- _Text extract_
* START *
Make your garage door opener smart

The Shelly 1 installed as a garage door control

This is another Shelly relay project that I use every day. And, making your garage door smart with a Shelly relay is a surprisingly easy project to take on. Sure, you could buy a smart garage door opener or a premade solution, but the Shelly is probably less expensive, more reliable, and more likely to work without a cloud service. Plus it is probably just as easy if not easier to install.

Editor’s Note: If you are having problems with your garage opener range, this article about ferrite cores might help you.

Create a remote opener for your gate

Do you have an electronic gate to your home that is in reach of your Wi-Fi signal? If so, then you may be able to use a Shelly relay to open and close it remotely. This might be extremely useful when you have visitors or delivery drivers visit your home. You can also set a schedule of when the gate is normally open or close.

Here’s an example of how to wire your Shelly to your gate.

Make your bathroom fan smart

This project works just like wiring up a light switch if your bathroom fan has a switch connected to it. I’ve done this for one of my bathrooms for the following reasons:

  • My children often leave the fan on forever but they don’t leave the light on when they leave the bathroom. I have an automation that turns the fan off 20 minutes after the bathroom light turns off and will turn off the fan no matter what after an hour.
  • The only thing my kids forget to do more than turn the fan off is turn the fan on. The bathroom fan always turns on if the lights have been on for five minutes.

I could also put a humidity sensor in the bathroom and have that be the trigger for the fan turning on and off. That might be a future project.
* END *
- _Extracted records_
* START *
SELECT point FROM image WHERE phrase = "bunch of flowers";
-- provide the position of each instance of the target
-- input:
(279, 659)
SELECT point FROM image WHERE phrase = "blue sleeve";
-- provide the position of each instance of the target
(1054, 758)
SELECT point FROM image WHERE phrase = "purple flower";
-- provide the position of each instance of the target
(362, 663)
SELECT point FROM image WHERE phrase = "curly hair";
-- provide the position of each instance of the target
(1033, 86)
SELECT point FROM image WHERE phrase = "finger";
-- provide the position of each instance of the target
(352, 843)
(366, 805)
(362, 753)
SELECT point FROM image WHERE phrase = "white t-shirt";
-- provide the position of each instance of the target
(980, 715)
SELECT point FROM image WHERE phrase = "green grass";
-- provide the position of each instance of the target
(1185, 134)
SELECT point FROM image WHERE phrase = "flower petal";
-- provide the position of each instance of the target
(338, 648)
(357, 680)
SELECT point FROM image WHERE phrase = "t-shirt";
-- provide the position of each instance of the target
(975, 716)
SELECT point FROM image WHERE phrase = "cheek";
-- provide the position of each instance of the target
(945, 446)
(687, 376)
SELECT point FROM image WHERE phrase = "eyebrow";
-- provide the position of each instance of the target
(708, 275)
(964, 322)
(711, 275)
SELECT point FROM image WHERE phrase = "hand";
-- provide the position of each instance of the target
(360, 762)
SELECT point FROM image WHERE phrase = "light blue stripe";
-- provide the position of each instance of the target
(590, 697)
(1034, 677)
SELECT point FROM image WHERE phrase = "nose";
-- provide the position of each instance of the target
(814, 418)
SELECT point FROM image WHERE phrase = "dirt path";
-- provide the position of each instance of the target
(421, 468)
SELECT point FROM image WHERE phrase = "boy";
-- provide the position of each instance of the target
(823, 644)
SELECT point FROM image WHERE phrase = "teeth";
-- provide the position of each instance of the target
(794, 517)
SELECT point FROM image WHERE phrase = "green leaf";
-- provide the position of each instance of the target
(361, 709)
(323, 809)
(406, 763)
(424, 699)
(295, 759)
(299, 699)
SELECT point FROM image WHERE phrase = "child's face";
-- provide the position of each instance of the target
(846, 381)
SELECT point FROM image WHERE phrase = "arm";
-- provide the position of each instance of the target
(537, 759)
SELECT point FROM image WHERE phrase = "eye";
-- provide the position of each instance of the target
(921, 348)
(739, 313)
* END *
- _Requirement A_
In the Shelly relay projects text, how long after the bathroom light turns off does the automation turn the fan off?
- _Requirement B_
Write the next part of the Shelly relay projects text, picking up after its final sentence.

- _Exercise response A_
20 minutes

- _Exercise response B_
See also  Home Assistant Can Control Google Assistant

Popular Shelly relays on Amazon

Monitor the power of your electrical devices

The Shelly PM lines of relays also measure and report how much power connected devices use. This can help you with your energy management, and it can save you money.

For example, you could have Shelly control an outlet that a vampire device like a coffee maker or a phone charger is plugged into. You set the Shelly relay to cut the power temporarily when the device is in idling mode (which can be determined by measuring the power usage) or during times of the day when you know those devices aren’t in use.

Dim your lights the smart way

Shelly relay dimmer switch control

The Shelly dimmer is the best smart dimmer I’ve owned. You can use the Shelly Dimmer 2 with a dimmer switch to lower and brighten your lights to your exact specificaiton.

One automation I use with my smart dimmer sets the morning brightness. No matter what level the light was left on during the day, in the early morning the dimness is set low so that my old eyes aren’t shocked in the morning by a bright light.

Automate your curtains and blinds

Shelly relays, especially the Shelly 2PM, can automate your blinds, roller shutters, curtains, and even sliding doors and awnings! Imagine being able to automatically close blinds and curtains when the outside or inside temperature is or is projected to be hot. Or waking up to the sun peaking through the slow rise of your blinds.

Curtains and blinds can work on the schedule you set.

See also  Wiring the Shelly Plus 1 Relay

Make your fireplace smart

Shelly Fireplace wiring

Making my fireplace smart was initially a project I took on with some trepidation. Sure, it would be cool and useful to be able to control my fireplace with voice commands and coordinate its heating with my HVAC system. But, was it safe enough to be worth it?

After doing research about how gas fireplaces work I felt confident this was a project I could take on. Additionally, this project actually made my home safer. Using the Shelly automation I am now able to automatically shut off my fireplace if it has been on too long or if it gets too hot.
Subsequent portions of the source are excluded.